[Lines of data]
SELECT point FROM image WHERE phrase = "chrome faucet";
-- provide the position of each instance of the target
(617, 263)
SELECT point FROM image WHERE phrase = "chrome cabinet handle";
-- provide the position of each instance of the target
--
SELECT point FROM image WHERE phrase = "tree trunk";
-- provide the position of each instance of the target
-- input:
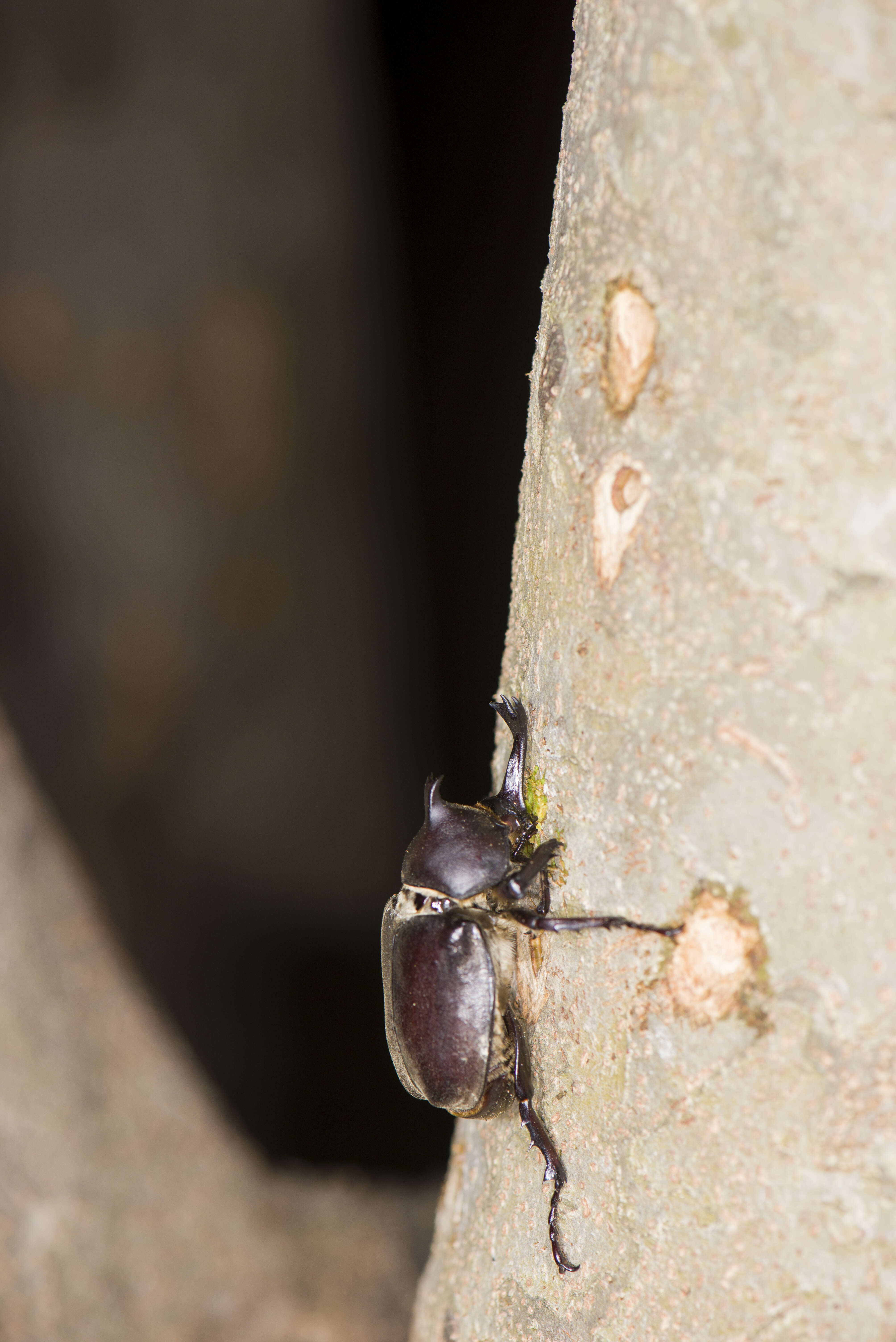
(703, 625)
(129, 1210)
--
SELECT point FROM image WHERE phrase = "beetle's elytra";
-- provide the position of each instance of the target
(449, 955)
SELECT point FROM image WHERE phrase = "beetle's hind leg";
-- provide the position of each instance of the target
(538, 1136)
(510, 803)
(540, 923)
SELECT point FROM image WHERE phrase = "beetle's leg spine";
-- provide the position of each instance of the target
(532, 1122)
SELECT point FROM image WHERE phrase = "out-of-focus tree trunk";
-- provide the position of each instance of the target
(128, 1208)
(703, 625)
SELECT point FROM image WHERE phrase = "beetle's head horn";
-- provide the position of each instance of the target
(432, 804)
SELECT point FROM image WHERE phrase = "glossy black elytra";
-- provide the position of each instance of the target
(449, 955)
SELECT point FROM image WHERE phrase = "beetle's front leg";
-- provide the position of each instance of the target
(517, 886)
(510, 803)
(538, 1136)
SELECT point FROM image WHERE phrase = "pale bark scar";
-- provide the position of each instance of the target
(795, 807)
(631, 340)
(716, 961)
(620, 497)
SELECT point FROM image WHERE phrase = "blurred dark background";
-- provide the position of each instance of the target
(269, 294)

GIVEN REQUEST
Locate each line above that contains the word "point" and copy all of those lines.

RIGHT ANSWER
SELECT point FROM image WHERE phrase = "chrome faucet";
SELECT point FROM image WHERE phrase = "chrome cabinet handle";
SELECT point FROM image WHERE phrase = "tree trunk";
SELECT point FROM image WHERE phrase = "beetle's elytra";
SELECT point FROM image WHERE phrase = "beetle's hind leg";
SELECT point FROM image WHERE phrase = "beetle's leg spine";
SELECT point FROM image WHERE phrase = "out-of-focus tree trunk";
SELECT point FROM image WHERE phrase = "beetle's head horn";
SELECT point FROM image WHERE phrase = "glossy black elytra";
SELECT point FROM image WHERE phrase = "beetle's front leg";
SELECT point FROM image WHERE phrase = "pale bark scar";
SELECT point FROM image WHERE phrase = "blurred dark background";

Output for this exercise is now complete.